• **Что сделать**:
a) Проверьте, согласуются ли с отрывком о графе три утверждения ниже. На каждое ответьте «да» или «нет» и приведите решающие слова отрывка точной цитатой.
(i) Граф относился к художественным произведениям как к приятной забаве.
(ii) Настоящий знаток подкрепляет свои личные впечатления научным знанием.
(iii) Граф был именно таким знатоком.
b) Ответьте по отрывку о графе на три вопроса:
(i) Чем, кроме личного вкуса, заурядные любители иногда оценивают качества произведения?
(ii) Каким изучением настоящий знаток приобретает опытность?
(iii) Каким знатоком был граф?
c) Перечислите все мерила, которыми, по отрывку о графе, заурядные любители изящного оценивают качества художественного произведения.

• **Исходный текст**:
Он не принадлежал к большинству тех заурядных любителей изящного, которые, относясь к художественному произведению слегка, как к приятной забаве, умеют оценивать его качества только личным своим вкусом, иногда тенденциозным пристрастием, а то и просто минутным капризом. Настоящий знаток не довольствуется в эстетических взглядах таким узким, крайне субъективным кругозором и проверяет и подкрепляет свои личные впечатления и суждения научным знанием и опытностью, которую приобретает многолетним и постоянным изучением художественных произведений во всех мельчайших подробностях технического их исполнения. Именно таким знатоком был и граф.

• **Записи**:
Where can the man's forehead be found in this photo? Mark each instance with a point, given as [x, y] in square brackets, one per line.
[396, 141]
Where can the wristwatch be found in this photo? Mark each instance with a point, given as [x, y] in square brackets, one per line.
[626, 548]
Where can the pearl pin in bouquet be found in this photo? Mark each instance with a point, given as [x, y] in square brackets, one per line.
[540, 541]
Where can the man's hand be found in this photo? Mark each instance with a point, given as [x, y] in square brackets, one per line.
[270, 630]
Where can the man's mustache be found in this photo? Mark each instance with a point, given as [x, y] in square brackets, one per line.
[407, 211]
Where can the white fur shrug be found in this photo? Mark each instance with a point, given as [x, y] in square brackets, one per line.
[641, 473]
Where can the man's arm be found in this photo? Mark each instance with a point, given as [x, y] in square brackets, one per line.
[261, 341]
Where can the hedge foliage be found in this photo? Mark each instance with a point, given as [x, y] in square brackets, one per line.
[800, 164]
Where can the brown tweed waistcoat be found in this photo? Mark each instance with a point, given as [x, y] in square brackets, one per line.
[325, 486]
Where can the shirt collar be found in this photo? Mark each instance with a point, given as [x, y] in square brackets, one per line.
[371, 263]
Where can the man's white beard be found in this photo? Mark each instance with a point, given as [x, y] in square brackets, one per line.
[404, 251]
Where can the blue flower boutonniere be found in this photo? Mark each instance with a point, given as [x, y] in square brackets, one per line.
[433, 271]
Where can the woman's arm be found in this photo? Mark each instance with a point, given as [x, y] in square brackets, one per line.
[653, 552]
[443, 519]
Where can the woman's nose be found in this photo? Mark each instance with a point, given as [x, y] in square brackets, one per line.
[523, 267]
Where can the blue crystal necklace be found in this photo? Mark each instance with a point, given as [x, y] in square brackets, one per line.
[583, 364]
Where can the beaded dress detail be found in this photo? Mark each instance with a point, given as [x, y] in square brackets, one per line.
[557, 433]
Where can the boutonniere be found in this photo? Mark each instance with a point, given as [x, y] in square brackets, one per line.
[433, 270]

• **Ответы**:
a)
(i) Нет: «Он не принадлежал к большинству тех заурядных любителей изящного».
(ii) Да: «проверяет и подкрепляет свои личные впечатления и суждения научным знанием».
(iii) Да: «Именно таким знатоком был и граф».

b)
(i) Тенденциозным пристрастием, а то и просто минутным капризом.
(ii) Многолетним и постоянным изучением художественных произведений во всех мельчайших подробностях технического их исполнения.
(iii) Настоящим знатоком, который проверяет и подкрепляет свои впечатления научным знанием и опытностью.

c) Личный вкус, тенденциозное пристрастие, минутный каприз.